Input for this task:
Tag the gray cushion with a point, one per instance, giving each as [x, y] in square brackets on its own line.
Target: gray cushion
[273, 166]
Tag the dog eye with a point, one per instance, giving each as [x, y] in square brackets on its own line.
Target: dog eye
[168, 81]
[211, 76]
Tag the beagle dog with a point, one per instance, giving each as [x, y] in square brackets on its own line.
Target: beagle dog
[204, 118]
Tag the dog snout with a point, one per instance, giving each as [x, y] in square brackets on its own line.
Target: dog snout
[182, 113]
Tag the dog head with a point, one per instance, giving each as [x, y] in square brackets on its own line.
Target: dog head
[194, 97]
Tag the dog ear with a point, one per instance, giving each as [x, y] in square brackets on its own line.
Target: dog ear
==
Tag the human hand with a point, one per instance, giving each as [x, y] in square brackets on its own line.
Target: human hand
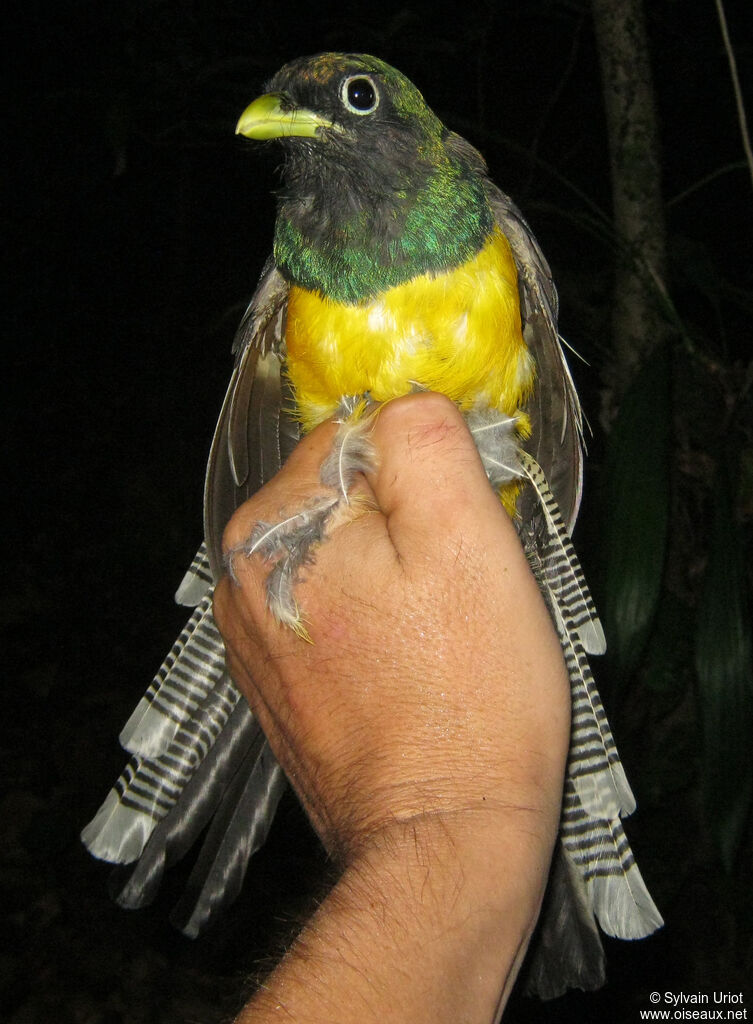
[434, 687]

Action item: In your answer, include only the lines above starting at the line that holds "Tag the dog snout" and ending at the line that holds "Target: dog ear", copied exactly.

Task output:
Tag the dog snout with a point, one per instance, giving each as [x, y] in square brackets on its own line.
Target: dog snout
[182, 113]
Tag the dog head with a point, one per instance, giving each as [x, y] in square brackets on its own line.
Target: dog head
[194, 97]
Tag the dog ear with a point, one per instance, giving each as [x, y] in square brackets on its own line.
Target: dog ear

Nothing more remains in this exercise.